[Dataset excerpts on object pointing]
++++++

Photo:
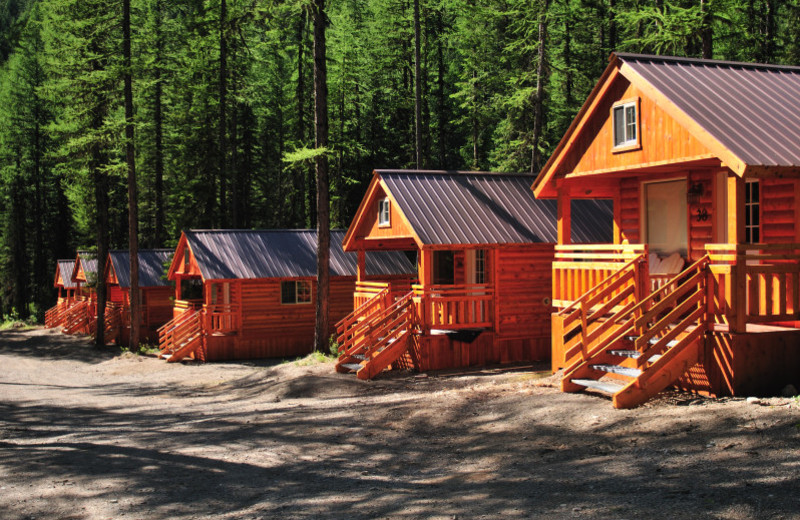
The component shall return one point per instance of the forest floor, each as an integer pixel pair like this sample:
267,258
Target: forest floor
88,434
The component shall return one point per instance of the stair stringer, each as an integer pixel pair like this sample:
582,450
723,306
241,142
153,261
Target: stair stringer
636,392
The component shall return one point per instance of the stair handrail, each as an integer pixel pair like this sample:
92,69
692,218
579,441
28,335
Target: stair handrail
639,316
180,327
606,281
374,324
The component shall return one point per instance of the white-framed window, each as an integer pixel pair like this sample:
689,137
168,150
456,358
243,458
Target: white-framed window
295,292
752,212
384,212
626,124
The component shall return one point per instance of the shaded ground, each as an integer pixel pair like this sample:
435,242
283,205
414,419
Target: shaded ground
86,435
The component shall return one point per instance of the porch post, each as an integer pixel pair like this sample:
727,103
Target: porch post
737,296
361,272
564,217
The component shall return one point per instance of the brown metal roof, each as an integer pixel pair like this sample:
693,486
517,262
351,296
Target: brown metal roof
463,208
234,253
753,110
89,264
151,267
65,267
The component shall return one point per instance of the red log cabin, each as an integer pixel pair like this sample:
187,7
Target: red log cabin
79,316
484,248
243,294
155,294
69,292
700,287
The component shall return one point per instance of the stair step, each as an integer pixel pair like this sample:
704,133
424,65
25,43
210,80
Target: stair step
653,341
608,388
616,369
634,354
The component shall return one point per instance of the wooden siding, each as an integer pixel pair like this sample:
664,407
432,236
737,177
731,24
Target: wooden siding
779,211
442,353
370,229
663,139
270,329
523,288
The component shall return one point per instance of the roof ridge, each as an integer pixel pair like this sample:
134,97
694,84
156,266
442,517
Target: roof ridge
705,61
281,230
384,171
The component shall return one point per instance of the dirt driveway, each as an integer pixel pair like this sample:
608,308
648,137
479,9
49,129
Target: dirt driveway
87,434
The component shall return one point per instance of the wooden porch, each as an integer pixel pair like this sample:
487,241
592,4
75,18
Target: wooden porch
731,316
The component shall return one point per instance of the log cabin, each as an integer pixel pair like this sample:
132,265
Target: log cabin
700,287
80,316
243,294
482,293
155,294
69,292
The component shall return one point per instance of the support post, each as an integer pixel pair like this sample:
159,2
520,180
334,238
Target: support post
737,309
361,272
564,217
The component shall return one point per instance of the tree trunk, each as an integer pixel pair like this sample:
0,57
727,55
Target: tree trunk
323,203
541,70
130,159
223,120
158,121
417,89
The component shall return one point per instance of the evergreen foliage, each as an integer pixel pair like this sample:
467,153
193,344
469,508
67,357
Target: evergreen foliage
224,111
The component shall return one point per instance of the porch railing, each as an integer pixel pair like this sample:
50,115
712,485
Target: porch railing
454,306
578,268
755,283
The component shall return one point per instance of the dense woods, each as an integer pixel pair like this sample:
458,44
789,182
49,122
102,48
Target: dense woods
223,110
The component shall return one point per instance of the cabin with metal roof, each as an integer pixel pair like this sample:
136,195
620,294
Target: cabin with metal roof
700,286
155,293
484,249
69,292
81,315
250,293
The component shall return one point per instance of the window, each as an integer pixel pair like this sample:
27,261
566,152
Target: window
383,212
443,268
295,291
752,213
480,266
625,125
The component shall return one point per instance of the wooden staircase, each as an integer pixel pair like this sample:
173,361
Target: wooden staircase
76,318
182,337
633,348
375,335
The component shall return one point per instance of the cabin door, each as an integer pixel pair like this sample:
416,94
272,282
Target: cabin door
665,211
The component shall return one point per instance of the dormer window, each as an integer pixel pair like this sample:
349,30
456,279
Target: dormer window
626,125
383,212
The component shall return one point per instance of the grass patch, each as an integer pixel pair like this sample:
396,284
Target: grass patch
314,358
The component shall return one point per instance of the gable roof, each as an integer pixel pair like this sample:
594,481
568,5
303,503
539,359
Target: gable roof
748,114
466,208
64,267
233,253
88,263
151,267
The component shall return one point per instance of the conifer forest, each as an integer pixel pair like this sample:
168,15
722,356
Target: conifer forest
220,123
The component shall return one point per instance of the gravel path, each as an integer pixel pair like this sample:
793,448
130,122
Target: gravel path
89,435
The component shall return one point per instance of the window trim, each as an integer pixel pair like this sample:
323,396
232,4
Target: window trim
384,207
297,292
747,207
629,144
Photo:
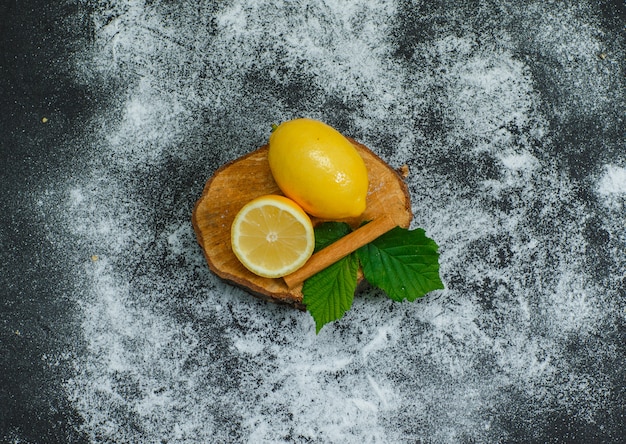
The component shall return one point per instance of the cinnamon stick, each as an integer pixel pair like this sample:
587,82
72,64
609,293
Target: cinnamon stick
340,249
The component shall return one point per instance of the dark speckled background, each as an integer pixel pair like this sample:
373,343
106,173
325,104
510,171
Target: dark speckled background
510,116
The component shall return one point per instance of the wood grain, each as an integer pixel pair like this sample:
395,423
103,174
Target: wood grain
240,181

++++++

▶ Instruction: Your task is to copy the entries in full and exactly, without any images.

▶ The response:
Photo:
The component shall return one point per instance of the forest floor, each as an integer pixel pair like this sample:
267,258
Target: forest floor
88,434
The component shall return one point per instance of the stair stringer, each as an integer pixel pair like this sample:
582,450
723,306
241,142
153,261
Target: stair stringer
636,392
The component shall return one point per instance of the stair handrail, each as an integer pixel pair like this sample:
92,69
692,218
579,441
28,335
Target: stair handrail
639,316
180,327
606,281
374,324
The component shall return one point per instance of the white-framed window, each as an integer pixel pair like this sample:
689,137
168,150
456,358
243,458
Target: white-framed window
295,292
752,212
384,212
626,124
The component shall return one point per instance of the shaded ground, each as an integer pixel pair like this sample:
435,242
283,205
414,419
Target: shaded ground
86,435
The component shall return one point per instance of the porch post, each as an integer pixel pair like this sample:
727,103
Target: porch post
737,296
361,272
564,217
The component shall return one point per instance of the brown metal roof, each as an integer pixel pair like this sample:
693,486
517,262
351,296
Target: brown metal roof
463,208
234,253
753,110
89,264
151,267
65,267
The component shall return one point per instance of the red log cabin, each as an integer pixel pair like this sample:
187,7
Target: red log cabin
79,316
484,248
243,294
155,294
69,292
700,287
The component shall return one point per instance of the stair step, each as an integer pixel pair like this sample:
704,133
424,65
25,43
210,80
Target: stair step
653,341
608,388
616,369
634,354
The component shall return one point per instance of the wooden siding, each as an integer pixel pair like this sample:
664,407
432,236
737,177
731,24
Target: wooden siding
779,211
442,353
370,229
663,139
270,329
523,288
The component shall return one point per instance of the roof ridge, each as an integer pixel pair like this sample:
134,97
694,84
156,266
442,517
Target: roof ridge
705,61
281,230
384,171
The component shall return one point per instance of the dirt driveway, each as an integer pixel pair like this sample:
608,308
648,137
479,9
49,129
Target: dirt driveway
87,434
The component shall return one point per instance of the wooden porch, each as an integer pixel pair like this sample:
487,241
592,4
75,18
Target: wooden porch
731,316
The component shall return one point per instance of the log cabin, each as an integer pixel pair like this sample:
132,265
Target: log cabin
700,287
80,316
243,294
482,293
155,294
69,292
The component shall return one point per instance of the support post, each as an integer pixel pair like this sample:
159,2
520,180
334,238
Target: support post
737,309
361,272
564,217
The component shall return one point per instance of the tree trunk, each as an integer pixel pair like this sample:
0,57
727,55
Target: tree trunk
323,203
541,70
130,159
223,120
158,121
417,89
The component shall return one point per instance of the evergreen foliage, each as an integer pixel pair like this sample:
467,153
193,344
469,508
67,357
Target: evergreen foliage
224,111
The component shall return one point per instance of the porch railing, each as an integer pixel pair like this sample:
50,115
712,485
Target: porch railing
454,306
578,268
755,283
The component shall return one point per instance of the dense woods, each as an integer pixel pair like this sample:
458,44
789,182
49,122
102,48
Target: dense woods
223,110
The component shall return one point per instance of the cabin with metal roof, each as an integer pixel pair like this sample:
136,195
620,294
Target: cabin with metal roof
700,286
155,293
484,249
69,292
81,315
250,293
The component shall return one point per instance of the window, each as an integer pixel pair like this sample:
27,261
566,152
Target: window
383,212
443,268
295,291
752,213
480,266
625,125
The component shall return one point per instance of the wooden staircase, each as an integer pixel pair like this sample:
173,361
Target: wooden staircase
76,318
182,337
633,348
375,335
The component shall return one point per instance of the cabin door, each as an integer pixel pair like this sample:
416,94
272,282
Target: cabin door
665,211
The component shall return one point per instance of the dormer window, each as an integer pixel pair like this sample:
349,30
456,279
Target: dormer window
626,125
383,212
The component shall return one point per instance of the grass patch, each as an integer pixel pair like this sample:
396,284
Target: grass patch
314,358
The component shall return one point per instance of the gable roof, each as an integer pixel pair like this sample:
594,481
568,5
303,503
539,359
Target: gable roof
748,114
466,208
64,267
233,253
88,263
151,267
The component shall return one point per instance of the conifer forest, each as an integer pixel pair like this sample:
168,15
722,356
Target: conifer forest
220,123
The component shall return one point per instance of the gravel path, each as an integer pixel pair like this sample:
793,448
130,122
Target: gravel path
89,435
The component shall return one point per instance of the window trim, each as an integer pixel pair like this sample:
323,396
232,4
Target: window trim
384,207
297,292
747,207
629,144
Photo:
The component shall return one point per instance of the cinnamon stick, each as an integer pixel pair like this sample:
587,82
72,64
609,293
Target: cinnamon stick
340,249
The component shall return one point per instance of the dark speckled background, each as an integer pixel pair like this sample:
373,343
106,173
325,104
510,171
Target: dark speckled background
510,116
The component shall return one point per instance of the wood grain, each as an integer pixel pair like this sample:
395,423
103,174
Target: wood grain
240,181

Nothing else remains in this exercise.